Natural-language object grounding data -
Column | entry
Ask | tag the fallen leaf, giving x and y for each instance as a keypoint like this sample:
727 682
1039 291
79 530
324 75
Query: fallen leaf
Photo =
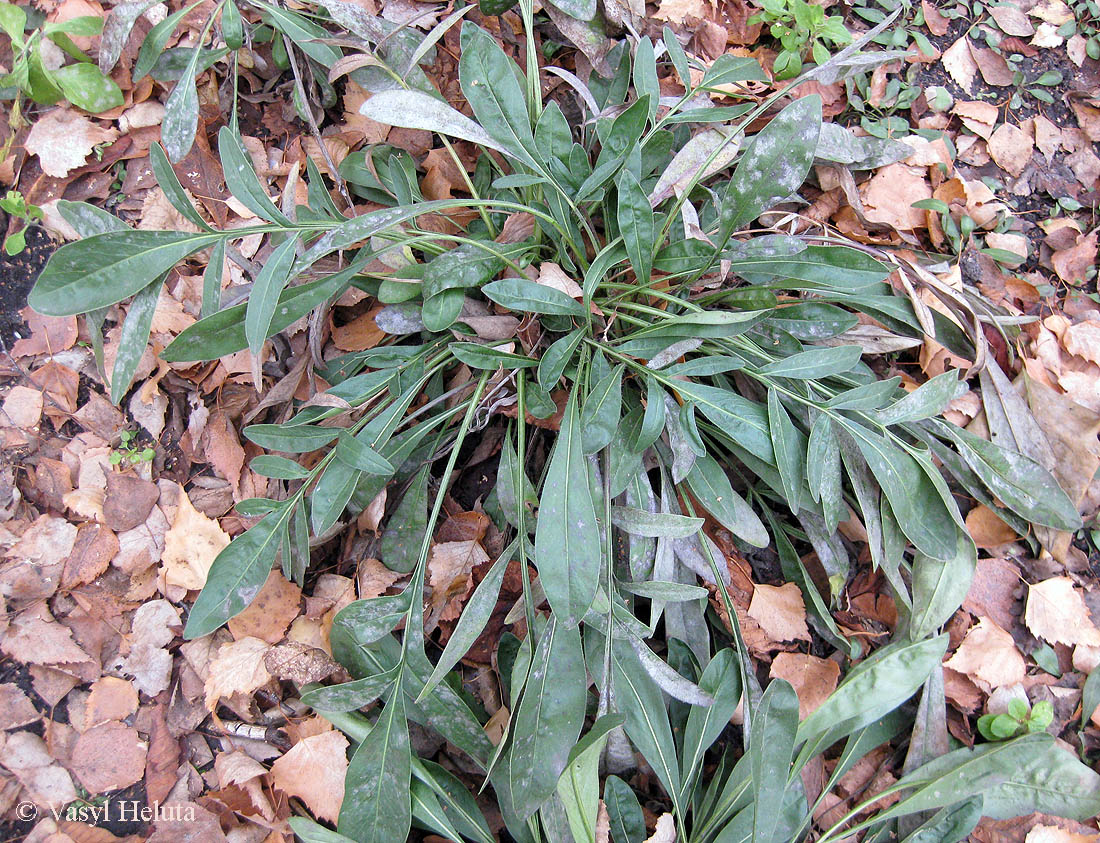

Task description -
Type out all of the records exactly, leaving out any picture.

Exercise answer -
Column | entry
Ask | tag the fallen leaf, giving x and y for each instance as a keypoint like this sample:
727 682
1039 291
79 530
324 75
Query: fallen leaf
Photo =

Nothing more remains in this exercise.